Directions:
Update the entries from the line with "Would you mind spotting the track" up to and including the line with "<point>306,197</point>" by replacing "Set one pin" with "Place a single pin" and leaving everything else unchanged. Omit the pictures from your answer.

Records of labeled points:

(begin)

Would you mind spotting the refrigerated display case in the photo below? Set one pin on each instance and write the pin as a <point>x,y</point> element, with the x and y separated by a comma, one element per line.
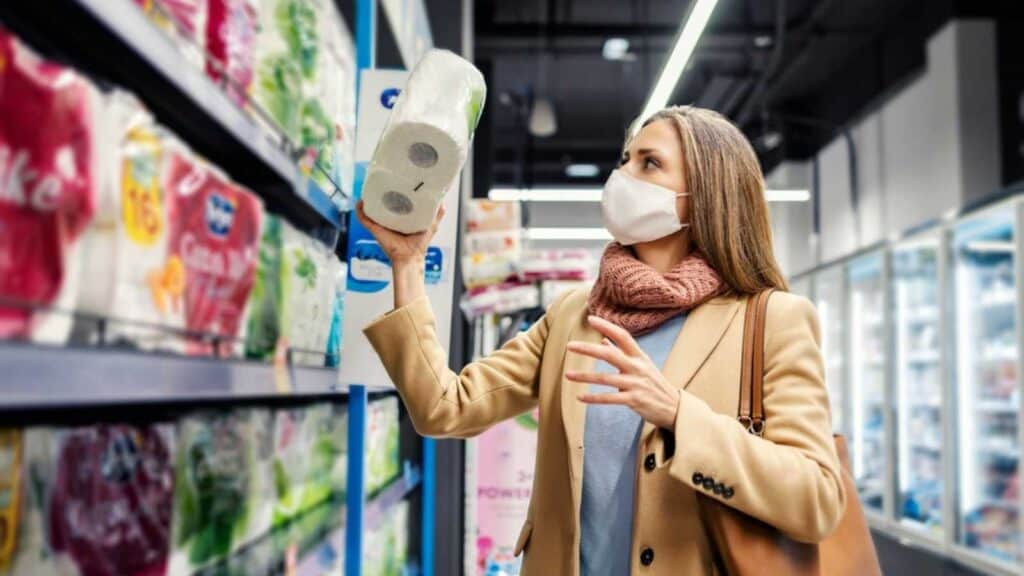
<point>915,273</point>
<point>867,371</point>
<point>986,274</point>
<point>829,298</point>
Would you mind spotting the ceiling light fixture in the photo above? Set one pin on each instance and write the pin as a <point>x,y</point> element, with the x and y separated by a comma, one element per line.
<point>546,195</point>
<point>582,170</point>
<point>595,234</point>
<point>615,49</point>
<point>787,195</point>
<point>686,42</point>
<point>594,195</point>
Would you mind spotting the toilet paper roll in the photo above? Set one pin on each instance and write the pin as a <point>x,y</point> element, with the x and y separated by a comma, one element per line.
<point>425,144</point>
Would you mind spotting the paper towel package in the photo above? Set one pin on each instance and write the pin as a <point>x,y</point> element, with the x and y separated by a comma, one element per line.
<point>425,142</point>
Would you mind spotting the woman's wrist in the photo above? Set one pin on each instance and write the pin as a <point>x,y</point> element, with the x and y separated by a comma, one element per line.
<point>409,284</point>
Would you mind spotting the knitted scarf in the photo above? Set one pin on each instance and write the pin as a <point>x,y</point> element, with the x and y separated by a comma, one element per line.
<point>639,298</point>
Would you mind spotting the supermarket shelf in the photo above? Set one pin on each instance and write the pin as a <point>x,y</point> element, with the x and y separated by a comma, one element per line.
<point>377,508</point>
<point>37,376</point>
<point>997,407</point>
<point>182,96</point>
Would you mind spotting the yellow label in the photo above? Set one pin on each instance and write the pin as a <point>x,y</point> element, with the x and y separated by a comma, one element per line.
<point>141,199</point>
<point>10,475</point>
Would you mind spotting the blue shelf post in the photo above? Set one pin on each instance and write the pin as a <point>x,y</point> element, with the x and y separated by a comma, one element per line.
<point>366,23</point>
<point>427,513</point>
<point>355,496</point>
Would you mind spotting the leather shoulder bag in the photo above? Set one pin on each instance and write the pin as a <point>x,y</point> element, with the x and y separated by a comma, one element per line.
<point>742,545</point>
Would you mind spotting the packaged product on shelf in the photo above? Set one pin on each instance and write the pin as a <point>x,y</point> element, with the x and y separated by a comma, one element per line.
<point>10,493</point>
<point>213,474</point>
<point>334,340</point>
<point>47,190</point>
<point>230,38</point>
<point>131,279</point>
<point>326,127</point>
<point>309,271</point>
<point>383,458</point>
<point>286,50</point>
<point>99,501</point>
<point>183,21</point>
<point>265,301</point>
<point>214,233</point>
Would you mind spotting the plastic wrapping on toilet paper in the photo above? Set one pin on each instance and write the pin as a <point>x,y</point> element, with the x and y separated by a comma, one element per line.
<point>213,238</point>
<point>184,21</point>
<point>48,181</point>
<point>99,500</point>
<point>425,142</point>
<point>286,51</point>
<point>230,33</point>
<point>214,479</point>
<point>309,273</point>
<point>131,278</point>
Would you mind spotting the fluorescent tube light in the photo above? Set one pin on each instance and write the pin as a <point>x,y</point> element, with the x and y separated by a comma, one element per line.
<point>596,234</point>
<point>680,55</point>
<point>615,48</point>
<point>582,170</point>
<point>787,195</point>
<point>546,195</point>
<point>594,195</point>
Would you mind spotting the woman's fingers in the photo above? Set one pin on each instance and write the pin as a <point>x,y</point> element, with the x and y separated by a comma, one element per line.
<point>620,398</point>
<point>611,355</point>
<point>619,335</point>
<point>621,381</point>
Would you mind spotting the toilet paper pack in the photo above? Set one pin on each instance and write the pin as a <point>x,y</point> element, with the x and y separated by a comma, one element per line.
<point>309,272</point>
<point>47,189</point>
<point>132,280</point>
<point>425,142</point>
<point>213,238</point>
<point>96,500</point>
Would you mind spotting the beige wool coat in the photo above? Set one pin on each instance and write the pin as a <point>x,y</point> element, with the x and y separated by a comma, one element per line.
<point>788,479</point>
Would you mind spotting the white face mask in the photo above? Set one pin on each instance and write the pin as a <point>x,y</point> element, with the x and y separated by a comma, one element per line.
<point>637,211</point>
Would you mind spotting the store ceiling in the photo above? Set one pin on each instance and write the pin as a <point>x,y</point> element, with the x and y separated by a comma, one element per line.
<point>838,57</point>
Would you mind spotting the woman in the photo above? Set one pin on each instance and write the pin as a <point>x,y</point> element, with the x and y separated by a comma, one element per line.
<point>638,379</point>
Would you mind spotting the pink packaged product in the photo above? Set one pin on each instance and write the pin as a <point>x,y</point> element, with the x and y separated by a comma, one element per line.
<point>47,188</point>
<point>214,239</point>
<point>230,37</point>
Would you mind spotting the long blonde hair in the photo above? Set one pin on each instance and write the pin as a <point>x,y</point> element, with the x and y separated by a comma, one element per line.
<point>730,225</point>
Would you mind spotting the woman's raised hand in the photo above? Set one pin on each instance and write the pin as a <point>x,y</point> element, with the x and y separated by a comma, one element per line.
<point>400,247</point>
<point>641,385</point>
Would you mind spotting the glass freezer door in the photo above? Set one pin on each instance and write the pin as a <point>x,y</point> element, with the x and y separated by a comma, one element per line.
<point>987,383</point>
<point>867,376</point>
<point>829,298</point>
<point>919,382</point>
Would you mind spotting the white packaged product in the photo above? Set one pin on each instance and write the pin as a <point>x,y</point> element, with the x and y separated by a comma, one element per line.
<point>425,144</point>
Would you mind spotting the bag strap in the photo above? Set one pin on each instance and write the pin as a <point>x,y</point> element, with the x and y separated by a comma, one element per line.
<point>752,370</point>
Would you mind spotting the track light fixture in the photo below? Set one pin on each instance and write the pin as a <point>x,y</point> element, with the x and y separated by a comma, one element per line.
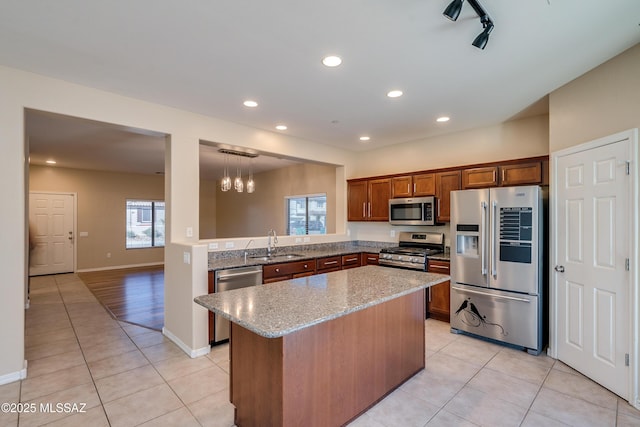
<point>453,11</point>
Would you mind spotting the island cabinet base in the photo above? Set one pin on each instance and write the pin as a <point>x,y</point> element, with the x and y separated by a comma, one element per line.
<point>329,373</point>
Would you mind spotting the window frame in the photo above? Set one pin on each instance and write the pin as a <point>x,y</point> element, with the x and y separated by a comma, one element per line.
<point>142,222</point>
<point>306,197</point>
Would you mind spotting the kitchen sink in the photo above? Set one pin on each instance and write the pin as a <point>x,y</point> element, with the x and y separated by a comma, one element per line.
<point>275,257</point>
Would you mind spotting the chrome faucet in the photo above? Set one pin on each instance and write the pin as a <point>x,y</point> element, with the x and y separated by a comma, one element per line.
<point>271,233</point>
<point>245,250</point>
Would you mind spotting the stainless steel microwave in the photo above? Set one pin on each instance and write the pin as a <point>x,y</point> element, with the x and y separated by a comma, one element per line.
<point>412,211</point>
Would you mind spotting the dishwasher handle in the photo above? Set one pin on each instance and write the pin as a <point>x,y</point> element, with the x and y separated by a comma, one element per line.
<point>244,273</point>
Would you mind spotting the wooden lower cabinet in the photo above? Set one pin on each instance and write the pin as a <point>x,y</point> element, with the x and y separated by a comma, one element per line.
<point>287,270</point>
<point>328,373</point>
<point>351,260</point>
<point>369,258</point>
<point>439,296</point>
<point>329,264</point>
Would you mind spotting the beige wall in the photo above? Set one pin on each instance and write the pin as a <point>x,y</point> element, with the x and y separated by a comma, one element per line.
<point>602,102</point>
<point>248,215</point>
<point>208,209</point>
<point>101,198</point>
<point>515,139</point>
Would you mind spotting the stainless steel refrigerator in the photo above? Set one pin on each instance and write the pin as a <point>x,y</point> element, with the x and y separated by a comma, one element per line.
<point>497,257</point>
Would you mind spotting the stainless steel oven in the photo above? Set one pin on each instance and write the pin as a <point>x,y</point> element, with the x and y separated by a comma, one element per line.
<point>412,250</point>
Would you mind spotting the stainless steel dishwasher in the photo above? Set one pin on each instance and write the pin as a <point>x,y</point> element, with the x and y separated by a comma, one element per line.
<point>226,280</point>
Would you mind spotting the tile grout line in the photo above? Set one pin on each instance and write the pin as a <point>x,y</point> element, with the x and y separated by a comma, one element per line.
<point>73,326</point>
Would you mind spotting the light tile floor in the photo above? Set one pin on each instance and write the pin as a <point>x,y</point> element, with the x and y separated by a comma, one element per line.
<point>126,375</point>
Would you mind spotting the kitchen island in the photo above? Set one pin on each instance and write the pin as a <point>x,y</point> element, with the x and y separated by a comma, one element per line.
<point>320,350</point>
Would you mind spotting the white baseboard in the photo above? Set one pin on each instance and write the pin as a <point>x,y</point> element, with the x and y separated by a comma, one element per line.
<point>119,267</point>
<point>14,376</point>
<point>191,352</point>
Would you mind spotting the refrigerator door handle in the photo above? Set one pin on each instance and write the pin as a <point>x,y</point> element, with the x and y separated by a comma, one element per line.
<point>491,295</point>
<point>494,271</point>
<point>483,224</point>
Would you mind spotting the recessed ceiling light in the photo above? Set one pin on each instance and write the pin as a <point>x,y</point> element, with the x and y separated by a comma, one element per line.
<point>332,61</point>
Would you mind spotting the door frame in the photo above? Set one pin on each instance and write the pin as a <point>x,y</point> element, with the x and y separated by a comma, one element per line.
<point>633,396</point>
<point>74,226</point>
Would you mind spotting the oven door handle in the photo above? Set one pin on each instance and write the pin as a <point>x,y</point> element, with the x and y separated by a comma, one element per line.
<point>455,288</point>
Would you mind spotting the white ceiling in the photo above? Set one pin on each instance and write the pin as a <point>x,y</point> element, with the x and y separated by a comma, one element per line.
<point>209,56</point>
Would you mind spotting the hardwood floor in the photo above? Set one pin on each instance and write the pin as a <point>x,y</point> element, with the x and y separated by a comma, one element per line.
<point>134,295</point>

(end)

Written solution:
Would you mind spotting the track light fixture in the photo below? Place a single pin on each instance and write the pin as a <point>x,y</point> element, with the x and y separated by a comma, one element per line.
<point>453,11</point>
Would you mind spotting the island cabinet base in the photo above? Place a single pin on each instance and write the pin as a <point>x,y</point> element, with the x and y separated by a comma, one element per line.
<point>329,373</point>
Would you mind spotting the window frame in the photo above? Place a single pin on each instance and write the pin as a <point>x,y</point> element, with the x and y separated by a comma, one element per line.
<point>142,222</point>
<point>306,197</point>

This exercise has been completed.